**Brano selezionato:**
========================================================================

Nel primo giorno, i partecipanti hanno assunto inizialmente i carboidrati (pane e succo d’arancia), seguiti dopo 15 minuti dalle proteine (petto di pollo alla griglia) e dalle verdure (insalata con olio e aceto e broccoli al vapore con burro).
Nel secondo giorno, invece, l’ordine è stato invertito: prima verdure e proteine, poi i carboidrati. I risultati hanno mostrato che assumere i carboidrati per ultimi riduce i livelli di glicemia postprandiale del 28,6%, 36,7% e 16,8% rispettivamente dopo 30, 60 e 120 minuti. Anche i livelli di insulina risultano più bassi.
Secondo i ricercatori, l’effetto positivo dell’ordine di assunzione degli alimenti sulla glicemia è paragonabile a quello di farmaci specifici per la riduzione del glucosio postprandiale. Inoltre, questa strategia alimentare potrebbe migliorare la sensibilità insulinica, offrendo un’alternativa più sostenibile rispetto alle tradizionali restrizioni dietetiche per i pazienti con diabete.
Attualmente, 463 milioni di adulti nel mondo soffrono di diabete di tipo 2, un numero destinato a salire a 700 milioni entro il 2045. Inoltre, molte persone hanno una condizione di prediabete, che aumenta il rischio di sviluppare diabete di tipo 2, malattie cardiache e ictus. Negli Stati Uniti, si stima che 96 milioni di adulti siano prediabetici, e che oltre l’80% non ne sia consapevole.

========================================================================

Record archiviati:
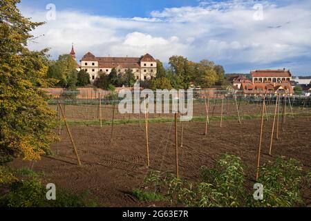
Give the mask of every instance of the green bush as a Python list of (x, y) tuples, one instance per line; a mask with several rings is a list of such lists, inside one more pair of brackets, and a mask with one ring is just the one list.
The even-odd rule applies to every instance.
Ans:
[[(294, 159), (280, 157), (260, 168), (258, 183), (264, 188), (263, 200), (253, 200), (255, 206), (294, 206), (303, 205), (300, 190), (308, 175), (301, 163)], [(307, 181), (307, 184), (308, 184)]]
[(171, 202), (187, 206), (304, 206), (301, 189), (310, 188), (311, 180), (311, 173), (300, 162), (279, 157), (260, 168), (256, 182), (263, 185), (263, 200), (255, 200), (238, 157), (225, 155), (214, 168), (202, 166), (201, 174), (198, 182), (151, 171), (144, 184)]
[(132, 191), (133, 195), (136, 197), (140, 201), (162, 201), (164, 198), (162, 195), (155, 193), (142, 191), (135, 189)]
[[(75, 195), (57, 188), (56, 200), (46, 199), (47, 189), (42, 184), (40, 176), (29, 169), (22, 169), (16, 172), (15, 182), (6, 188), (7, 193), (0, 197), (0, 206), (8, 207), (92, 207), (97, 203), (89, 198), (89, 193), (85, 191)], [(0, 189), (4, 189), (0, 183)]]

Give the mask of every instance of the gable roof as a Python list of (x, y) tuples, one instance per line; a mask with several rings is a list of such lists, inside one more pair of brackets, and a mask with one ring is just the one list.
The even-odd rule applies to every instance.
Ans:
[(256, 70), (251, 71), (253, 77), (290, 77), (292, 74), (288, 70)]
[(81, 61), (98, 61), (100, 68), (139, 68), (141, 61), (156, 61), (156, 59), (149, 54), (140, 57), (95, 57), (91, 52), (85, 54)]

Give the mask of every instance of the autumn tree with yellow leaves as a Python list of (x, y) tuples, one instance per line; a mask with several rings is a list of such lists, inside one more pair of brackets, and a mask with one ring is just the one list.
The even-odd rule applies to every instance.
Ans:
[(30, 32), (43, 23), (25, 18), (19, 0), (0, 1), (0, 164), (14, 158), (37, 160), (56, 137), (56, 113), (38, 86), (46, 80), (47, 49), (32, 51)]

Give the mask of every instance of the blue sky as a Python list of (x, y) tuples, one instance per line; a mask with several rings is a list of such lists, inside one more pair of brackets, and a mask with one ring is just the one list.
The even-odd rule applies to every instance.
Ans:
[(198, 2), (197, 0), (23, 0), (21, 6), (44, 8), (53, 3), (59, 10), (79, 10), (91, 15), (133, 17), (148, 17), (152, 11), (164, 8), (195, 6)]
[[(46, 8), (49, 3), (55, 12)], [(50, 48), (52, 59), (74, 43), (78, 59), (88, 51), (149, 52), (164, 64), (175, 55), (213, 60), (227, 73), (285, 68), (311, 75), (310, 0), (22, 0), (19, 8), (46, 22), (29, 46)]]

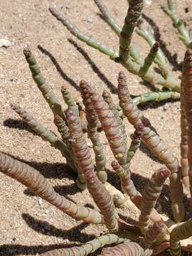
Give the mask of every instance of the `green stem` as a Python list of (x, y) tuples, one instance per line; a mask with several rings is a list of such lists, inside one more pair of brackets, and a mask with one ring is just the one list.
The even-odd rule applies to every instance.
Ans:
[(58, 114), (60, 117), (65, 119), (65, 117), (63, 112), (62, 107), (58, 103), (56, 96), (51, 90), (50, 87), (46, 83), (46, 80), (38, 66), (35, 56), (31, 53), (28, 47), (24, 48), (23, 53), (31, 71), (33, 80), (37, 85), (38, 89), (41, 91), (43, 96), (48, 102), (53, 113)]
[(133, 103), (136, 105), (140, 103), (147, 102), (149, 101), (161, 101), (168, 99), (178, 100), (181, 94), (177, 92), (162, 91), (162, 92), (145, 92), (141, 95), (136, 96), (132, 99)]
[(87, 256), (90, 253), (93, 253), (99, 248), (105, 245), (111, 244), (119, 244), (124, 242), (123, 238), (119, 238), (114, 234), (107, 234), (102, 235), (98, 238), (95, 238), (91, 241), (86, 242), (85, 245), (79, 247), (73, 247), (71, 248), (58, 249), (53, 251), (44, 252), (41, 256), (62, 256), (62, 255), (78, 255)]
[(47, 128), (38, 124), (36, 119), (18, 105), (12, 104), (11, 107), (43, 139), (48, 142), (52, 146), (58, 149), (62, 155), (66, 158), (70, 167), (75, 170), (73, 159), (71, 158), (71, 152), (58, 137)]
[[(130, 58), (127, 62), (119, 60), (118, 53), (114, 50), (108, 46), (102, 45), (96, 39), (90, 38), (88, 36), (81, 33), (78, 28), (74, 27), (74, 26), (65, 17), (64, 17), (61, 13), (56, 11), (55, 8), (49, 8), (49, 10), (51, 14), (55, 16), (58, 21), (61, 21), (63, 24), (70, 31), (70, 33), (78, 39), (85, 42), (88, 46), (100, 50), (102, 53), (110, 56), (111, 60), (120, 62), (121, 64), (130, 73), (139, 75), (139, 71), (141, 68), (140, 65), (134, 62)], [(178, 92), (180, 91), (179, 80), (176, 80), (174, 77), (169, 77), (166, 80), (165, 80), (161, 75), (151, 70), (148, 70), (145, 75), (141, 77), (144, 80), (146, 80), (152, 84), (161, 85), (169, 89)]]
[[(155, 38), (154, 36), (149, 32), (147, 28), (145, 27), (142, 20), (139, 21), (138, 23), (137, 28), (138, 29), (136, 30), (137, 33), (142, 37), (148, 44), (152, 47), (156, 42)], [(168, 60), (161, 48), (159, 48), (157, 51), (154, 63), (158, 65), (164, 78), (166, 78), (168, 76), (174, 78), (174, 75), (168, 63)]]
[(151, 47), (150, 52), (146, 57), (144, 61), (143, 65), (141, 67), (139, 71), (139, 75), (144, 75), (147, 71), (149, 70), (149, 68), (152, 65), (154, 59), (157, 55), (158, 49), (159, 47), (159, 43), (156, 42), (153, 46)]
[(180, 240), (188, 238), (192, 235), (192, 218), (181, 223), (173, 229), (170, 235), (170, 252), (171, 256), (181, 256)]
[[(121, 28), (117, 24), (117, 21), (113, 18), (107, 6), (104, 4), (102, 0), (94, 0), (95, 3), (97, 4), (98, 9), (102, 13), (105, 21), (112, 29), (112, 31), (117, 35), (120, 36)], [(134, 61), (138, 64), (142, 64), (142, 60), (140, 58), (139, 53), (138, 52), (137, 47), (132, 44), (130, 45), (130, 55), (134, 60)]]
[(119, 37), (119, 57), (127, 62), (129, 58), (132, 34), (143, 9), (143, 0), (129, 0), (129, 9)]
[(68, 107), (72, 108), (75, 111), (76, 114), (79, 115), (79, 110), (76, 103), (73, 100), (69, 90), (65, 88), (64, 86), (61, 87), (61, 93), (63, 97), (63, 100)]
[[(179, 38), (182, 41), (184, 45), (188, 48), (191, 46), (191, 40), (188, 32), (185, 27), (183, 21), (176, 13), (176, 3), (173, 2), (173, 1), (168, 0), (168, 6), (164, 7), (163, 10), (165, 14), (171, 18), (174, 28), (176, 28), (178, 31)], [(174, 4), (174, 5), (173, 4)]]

========================================================================

**Consegna:** Prosegui il brano sull'ordine di assunzione degli alimenti e la glicemia, ripartendo subito dopo la sua ultima frase.

**Risposta all'esercizio:**
Uno studio pubblicato su Diabetes, Obesity & Metabolism ha esaminato come modificare l’ordine degli alimenti possa essere una strategia semplice per ridurre i picchi glicemici nella prediabete. I partecipanti hanno consumato lo stesso pasto in tre modi diversi:
- Carboidrati per primi, seguiti dopo 10 minuti da proteine e verdure.
- Proteine e verdure per prime, seguite dopo 10 minuti dai carboidrati.
- Verdure per prime, seguite da proteine e carboidrati.
I risultati hanno mostrato che, consumando i carboidrati per ultimi, la glicemia totale si riduce del 38% rispetto a quando vengono assunti per primi. Inoltre, i picchi glicemici diminuiscono di oltre il 40% quando proteine e verdure precedono i carboidrati.
Anche nei bambini con diabete di tipo 1, assumere i carboidrati per ultimi ha dimostrato effetti positivi. In uno studio su 20 pazienti tra i 7 e i 17 anni, il consumo di proteine e grassi prima dei carboidrati riduce i livelli medi di glucosio di 1 mmol/L rispetto ai pasti in cui tutti gli alimenti vengono consumati contemporaneamente.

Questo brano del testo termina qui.